* [TASKS TO COMPLETE]:
1. Answer these questions from the veterans news digest, one line each:
(a) According to John Oliver, how many times more often do veterans come to pastors than to all mental health care providers combined?
(b) How many people did the first day of the ninth annual Stand Down Against Homelessness serve?
(c) Who owns Discovery Healthcare Properties in Hoover?
2. Reproduce the part of the veterans news digest that opens with the words "8. Many Vets" and closes with "and Goodwill Industries.".

* [PASSAGE TO READ]:
The Central Maine Morning Sentinel (11/2, Cover) reports on a similar health fair in Augusta, Maine.
6. VA Chaplain Says Troubled Vets Are Turning To The Church. The Southern Illinoisan (11/3, Shepherd) reports, "Anybody who puts a foot in the dirt of a combat zone comes home with challenges,’ said John Oliver, chief chaplain and clinical pastoral education supervisor for the Veterans Affairs Medical Center in Durham, N.C." But veterans "aren’t necessarily sharing these challenges with the medical community designed to support them" or "their friends and families." Where "they are laying their burdens down is the church. ‘They come to pastors at a rate of five times more often than they go to all mental health care providers combined,’ Oliver said." The Illinoisan adds, "Oliver spoke at the Marion VA last month to a dozen regional pastors about the complexities of current conflicts, which he believes are more psychologically and spiritually challenging than past wars," in part because many of those fighting are volunteers who sometimes come home before being redeployed.
7. VA Clinic Renamed In Honor Of Soldier Killed In Iraq. In continuing coverage, the Sharon (PA) Herald (11/2, Pinchot) reported that the mother and father of Michael A. Marzano, who was killed in Iraq in 2005, attended "Saturday’s dedication of the renaming of the Mercer County Veterans Administration Outpatient Clinic in Hermitage in honor of their son." Marzano "was the first soldier from Mercer County to die in the war on terror."
8. Many Vets Attend First Day Of Stand Down In South Carolina. In continuing coverage, the Charleston (SC) Post And Courier (10/31, Coley) reported, "Veterans…poured into Armory Park in North Charleston Thursday morning. The first day of the ninth annual Stand Down Against Homelessness served 1,089 people, nearly reaching the 1,300 total for both days at last year’s event." The "joint effort" was organized by the Ralph H. Johnson Veterans Affairs Medical Center and Goodwill Industries.
9. Care Units Said To Be Overwhelmed By "Flood Of Patients." The AP (11/2, Baldor) reported, "In a rush to correct reports of substandard care for wounded soldiers," the US Army "flung open the doors of new specialized treatment centers so wide that up to half the soldiers currently enrolled do not have injuries serious enough to justify being there, The Associated Press has learned." According to "interviews and data provided to the AP, the number of patients admitted to the 36 Warrior Transition Units and nine other community-based units jumped from about 5,000 in June 2007…to a peak of nearly 12,500 in June 2008." The units, which "serve Army active duty and reserve soldiers," provide "coordinated medical and mental health care, track soldiers’ recovery and provide broader legal, financial and other family counseling." The AP added, "Army leaders are putting in place stricter screening procedures to stem the flood of patients overwhelming the units – a move that eventually will target some for closure."
10. Construction Of VA Clinic In Alabama Said To Be On Schedule. The Talladega (AL) Daily Home (10/31, Poythress) reported, "Construction of the new Department of Veterans Affairs community-based outpatient clinic is well on its way to the anticipated completion goal of the end of November." Project developer Tim Taylor, owner of Discovery Healthcare Properties in Hoover, said things are "going really well; we’re on schedule." He added, "The building’s shell is complete, and we’re doing the interior walls, so we’re not at the mercy of the weather anymore." The Daily Home added that the clinic "should be open by early in the 2009 calendar year, according to Jeff Hester, a spokesman for the Veterans Administration Hospital in Birmingham."

* [LISTED ENTRIES]:

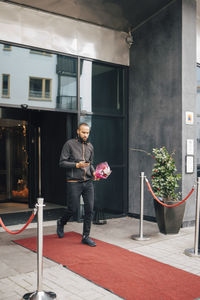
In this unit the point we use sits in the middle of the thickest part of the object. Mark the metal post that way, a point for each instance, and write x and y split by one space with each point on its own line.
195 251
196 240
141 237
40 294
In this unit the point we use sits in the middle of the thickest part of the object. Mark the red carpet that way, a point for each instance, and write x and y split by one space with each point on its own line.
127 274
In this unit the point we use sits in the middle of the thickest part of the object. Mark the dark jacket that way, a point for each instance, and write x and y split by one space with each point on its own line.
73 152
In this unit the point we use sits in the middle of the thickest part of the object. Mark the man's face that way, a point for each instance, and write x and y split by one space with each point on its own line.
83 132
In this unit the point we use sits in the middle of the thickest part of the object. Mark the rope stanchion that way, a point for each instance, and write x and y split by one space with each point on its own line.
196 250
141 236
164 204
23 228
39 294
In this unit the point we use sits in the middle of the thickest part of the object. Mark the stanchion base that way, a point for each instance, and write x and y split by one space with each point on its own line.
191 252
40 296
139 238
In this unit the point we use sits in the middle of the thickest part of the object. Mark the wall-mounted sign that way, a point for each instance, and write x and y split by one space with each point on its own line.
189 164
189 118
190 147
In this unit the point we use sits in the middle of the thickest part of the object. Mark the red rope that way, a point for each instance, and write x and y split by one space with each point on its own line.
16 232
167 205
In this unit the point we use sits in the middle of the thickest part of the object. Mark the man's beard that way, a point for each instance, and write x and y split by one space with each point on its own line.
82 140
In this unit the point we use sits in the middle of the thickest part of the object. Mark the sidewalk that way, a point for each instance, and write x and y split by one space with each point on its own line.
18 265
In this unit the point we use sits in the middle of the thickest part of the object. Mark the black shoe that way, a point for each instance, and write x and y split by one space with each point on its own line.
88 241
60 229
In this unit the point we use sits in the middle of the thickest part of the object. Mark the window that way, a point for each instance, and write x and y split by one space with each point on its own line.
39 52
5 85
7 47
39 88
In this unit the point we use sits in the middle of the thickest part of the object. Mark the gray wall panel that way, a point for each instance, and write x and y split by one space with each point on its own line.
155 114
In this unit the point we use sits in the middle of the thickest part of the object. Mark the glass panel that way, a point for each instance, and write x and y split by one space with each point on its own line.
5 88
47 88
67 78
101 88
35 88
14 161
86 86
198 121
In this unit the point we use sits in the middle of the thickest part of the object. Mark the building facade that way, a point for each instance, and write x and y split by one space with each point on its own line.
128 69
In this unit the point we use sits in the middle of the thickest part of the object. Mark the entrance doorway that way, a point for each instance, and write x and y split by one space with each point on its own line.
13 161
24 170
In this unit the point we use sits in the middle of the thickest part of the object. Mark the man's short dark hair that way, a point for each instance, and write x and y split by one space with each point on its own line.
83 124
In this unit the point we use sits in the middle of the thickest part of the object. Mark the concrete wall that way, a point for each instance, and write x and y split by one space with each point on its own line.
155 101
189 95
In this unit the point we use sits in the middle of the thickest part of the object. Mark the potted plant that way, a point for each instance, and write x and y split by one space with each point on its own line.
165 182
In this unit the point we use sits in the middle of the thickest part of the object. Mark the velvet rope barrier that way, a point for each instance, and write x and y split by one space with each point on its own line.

...

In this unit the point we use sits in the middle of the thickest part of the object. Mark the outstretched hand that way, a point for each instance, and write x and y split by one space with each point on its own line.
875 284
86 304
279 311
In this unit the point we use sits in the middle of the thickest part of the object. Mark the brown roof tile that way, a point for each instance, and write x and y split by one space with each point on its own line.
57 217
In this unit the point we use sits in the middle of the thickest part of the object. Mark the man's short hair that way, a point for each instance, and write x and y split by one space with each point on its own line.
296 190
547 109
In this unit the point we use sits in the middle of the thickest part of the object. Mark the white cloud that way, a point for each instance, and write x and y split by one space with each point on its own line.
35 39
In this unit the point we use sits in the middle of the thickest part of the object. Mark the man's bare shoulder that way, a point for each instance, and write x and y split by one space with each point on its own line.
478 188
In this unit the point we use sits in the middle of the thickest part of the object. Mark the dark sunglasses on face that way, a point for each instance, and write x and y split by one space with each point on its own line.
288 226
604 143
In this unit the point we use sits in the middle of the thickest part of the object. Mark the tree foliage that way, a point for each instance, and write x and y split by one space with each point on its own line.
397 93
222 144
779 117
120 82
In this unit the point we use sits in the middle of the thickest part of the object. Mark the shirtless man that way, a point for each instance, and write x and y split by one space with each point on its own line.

* [RESULTS FOR EACH TASK]:
1.
(a) Five times more often.
(b) 1,089 people.
(c) Tim Taylor.

2.
8. Many Vets Attend First Day Of Stand Down In South Carolina. In continuing coverage, the Charleston (SC) Post And Courier (10/31, Coley) reported, "Veterans…poured into Armory Park in North Charleston Thursday morning. The first day of the ninth annual Stand Down Against Homelessness served 1,089 people, nearly reaching the 1,300 total for both days at last year’s event." The "joint effort" was organized by the Ralph H. Johnson Veterans Affairs Medical Center and Goodwill Industries.